# Your task
Repeat the forum thread on Arabic usage below, starting with "Yes, originally I" and going on through "expression in Lebanon.", and swap "common expression" for "everyday phrase".

# Provided passage
* begin *

Well... tetreklo khabar (without the L) is common in Syria!


----------



## elroy

Soos said:


> Interestingly enough, though, I once spoke to a Palestinian woman and asking if I could speak to her son, I said "ra7 ti2lilo inni 7keit?" and she said mbala. I didn't use any negation in the question.


 All I can say is that that is not representative of normal Palestinian usage.  I've never heard a Palestinian use "mbala" this way.  Maybe this woman misheard your question, or maybe she wasn't thinking straight (people say the weirdest things sometimes!).  Who knows.





be.010 said:


> Of course, speaking fuS7a, بلى is only used to answer a negative-question, (or whatchamacallit)


 Really?  I thought it could also be used as an emphatic "yes."


----------



## Soos

Yes, originally I wasn't sure of her intention either. Do you know the nature of this alleged negative connotation that my friend has mentioned? It is not the first time I have heard about it.
tetreklo khabar is a common expression in Lebanon.


----------



## be.010

elroy said:


> Really? I thought it could also be used as an emphatic "yes."


At least in the Quraan, I can assure you بلى was _*never*_ used as an emphatic "yes". (There are 22 بلى's in the Quraan, by the way!)
I don't think نعم could mean بلى in any context. You could see this where the same topic is discussed in details.


----------

* end *

# Record extracts
* begin *

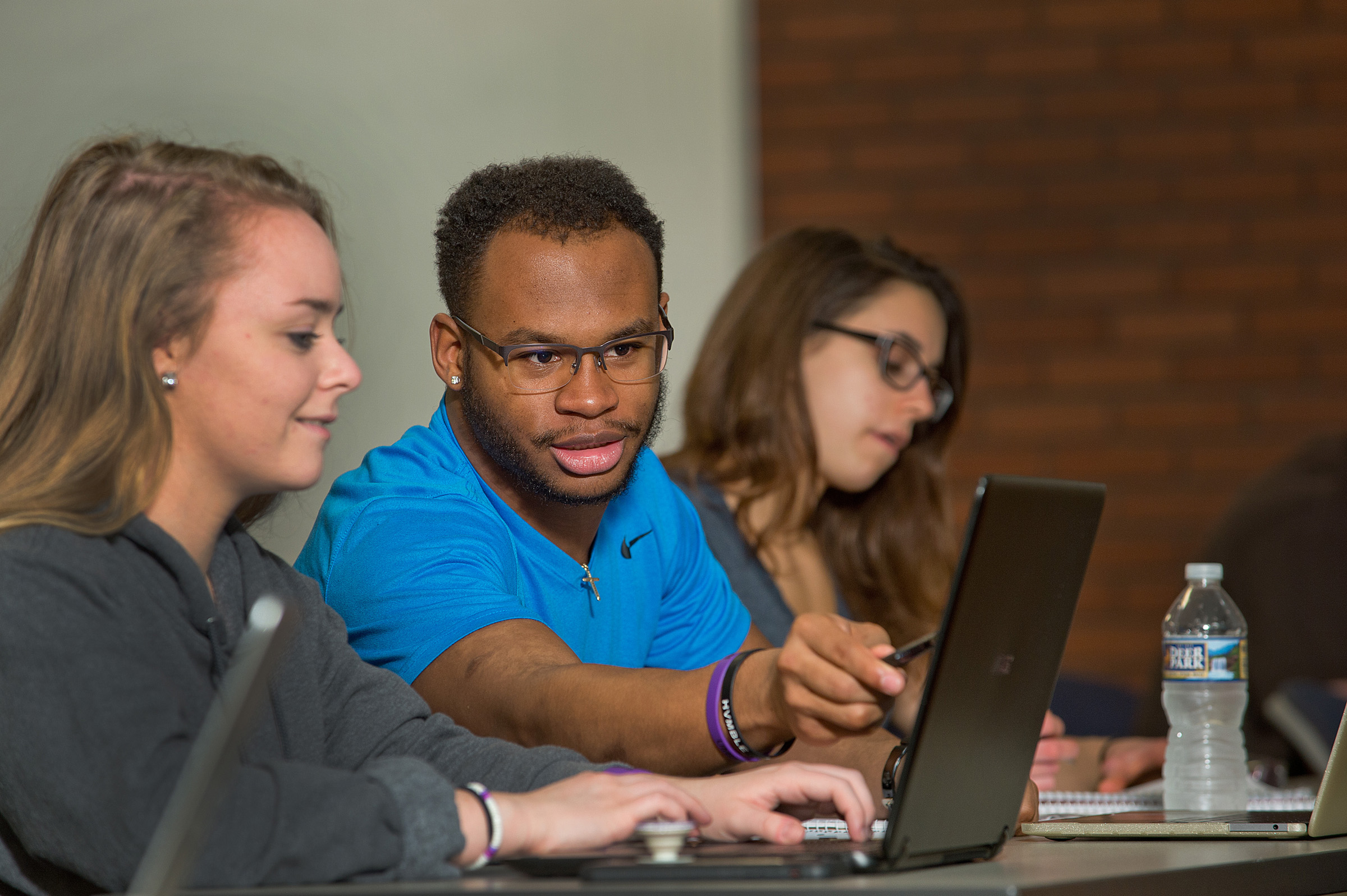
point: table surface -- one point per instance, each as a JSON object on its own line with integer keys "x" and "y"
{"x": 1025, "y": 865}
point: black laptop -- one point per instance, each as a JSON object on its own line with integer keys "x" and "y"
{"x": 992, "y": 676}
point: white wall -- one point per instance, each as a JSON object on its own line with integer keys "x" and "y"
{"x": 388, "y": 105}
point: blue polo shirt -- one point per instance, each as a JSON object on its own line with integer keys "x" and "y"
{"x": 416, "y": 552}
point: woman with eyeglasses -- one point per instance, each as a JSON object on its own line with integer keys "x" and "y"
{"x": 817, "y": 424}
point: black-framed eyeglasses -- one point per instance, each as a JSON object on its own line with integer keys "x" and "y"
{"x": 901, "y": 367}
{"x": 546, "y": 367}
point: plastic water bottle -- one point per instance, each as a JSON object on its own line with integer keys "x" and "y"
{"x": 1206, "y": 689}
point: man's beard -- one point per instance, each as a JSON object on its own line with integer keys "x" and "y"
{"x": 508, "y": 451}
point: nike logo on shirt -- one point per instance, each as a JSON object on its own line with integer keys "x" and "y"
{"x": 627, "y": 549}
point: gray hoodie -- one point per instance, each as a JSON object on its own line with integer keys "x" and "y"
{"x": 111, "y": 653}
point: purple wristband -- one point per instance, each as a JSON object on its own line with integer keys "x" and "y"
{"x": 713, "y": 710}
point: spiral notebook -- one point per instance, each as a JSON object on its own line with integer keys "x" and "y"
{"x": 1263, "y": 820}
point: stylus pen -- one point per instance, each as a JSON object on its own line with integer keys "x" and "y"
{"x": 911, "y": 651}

* end *

# Result
Yes, originally I wasn't sure of her intention either. Do you know the nature of this alleged negative connotation that my friend has mentioned? It is not the first time I have heard about it.
tetreklo khabar is a everyday phrase in Lebanon.